▶ **Short exercise**: Reproduce the data below with every "marker" swapped for "dot", leaving everything else unchanged.

## Begin Raw records

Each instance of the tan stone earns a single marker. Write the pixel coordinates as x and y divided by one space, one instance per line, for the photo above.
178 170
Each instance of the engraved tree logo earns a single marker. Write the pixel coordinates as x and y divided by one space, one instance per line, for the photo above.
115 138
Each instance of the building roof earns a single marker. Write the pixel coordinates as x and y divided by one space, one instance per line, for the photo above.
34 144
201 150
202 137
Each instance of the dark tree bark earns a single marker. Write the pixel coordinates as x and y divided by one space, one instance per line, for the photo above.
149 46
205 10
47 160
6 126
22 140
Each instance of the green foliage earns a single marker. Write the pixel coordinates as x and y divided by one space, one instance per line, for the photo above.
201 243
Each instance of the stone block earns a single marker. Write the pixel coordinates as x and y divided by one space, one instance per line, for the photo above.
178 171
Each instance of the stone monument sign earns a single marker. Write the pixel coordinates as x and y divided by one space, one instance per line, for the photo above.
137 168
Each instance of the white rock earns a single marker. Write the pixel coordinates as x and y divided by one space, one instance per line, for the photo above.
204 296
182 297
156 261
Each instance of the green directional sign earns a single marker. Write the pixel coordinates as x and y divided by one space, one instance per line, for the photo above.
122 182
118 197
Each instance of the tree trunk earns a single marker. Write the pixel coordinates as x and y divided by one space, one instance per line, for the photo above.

## End Raw records

▶ **Answer for the task**:
Each instance of the tan stone earns a single dot. Write the pixel coordinates as x and y divided by one space, one instance per line, for the photo above.
178 170
Each instance of the engraved tree logo earns a single dot. Write the pixel coordinates as x and y divided by one space, one instance per line, for the photo above.
115 138
Each instance of the building roof earns a single dot. Write the pixel coordinates as x and y divided by one space, one instance per line, for the photo above.
34 144
201 150
202 137
Each instance of the dark tree bark earns a single dot. Write the pixel coordinates as x and y divided by one space, one instance per line, for the photo above.
149 46
205 10
47 160
6 126
22 140
Each instance of the green foliage earns a single dot. Write the pixel coordinates as x and y divided by one space, one instance per line, for the photo above.
201 243
Each instance of the stone block earns a single dot. Write the pixel coordinates as x and y divided by one space, one instance per line, for the photo above.
178 171
Each instance of the stone monument sign earns a single dot. Write the pixel coordinates as x and y divided by one space, one instance per line, for the photo above.
137 168
Each instance of the white rock earns a single dot. Write the pixel coordinates as x and y divided by one space, one instance per line, for the photo above.
204 296
182 297
156 261
Each instance of the green directional sign earns a single dot. Write the pixel coordinates as x and y divided by one space, one instance per line, for the photo above.
122 182
118 197
Each instance of the tree trunk earns a single dot. Write the pixel coordinates as x and y divided by one space, one instance per line, for the photo above.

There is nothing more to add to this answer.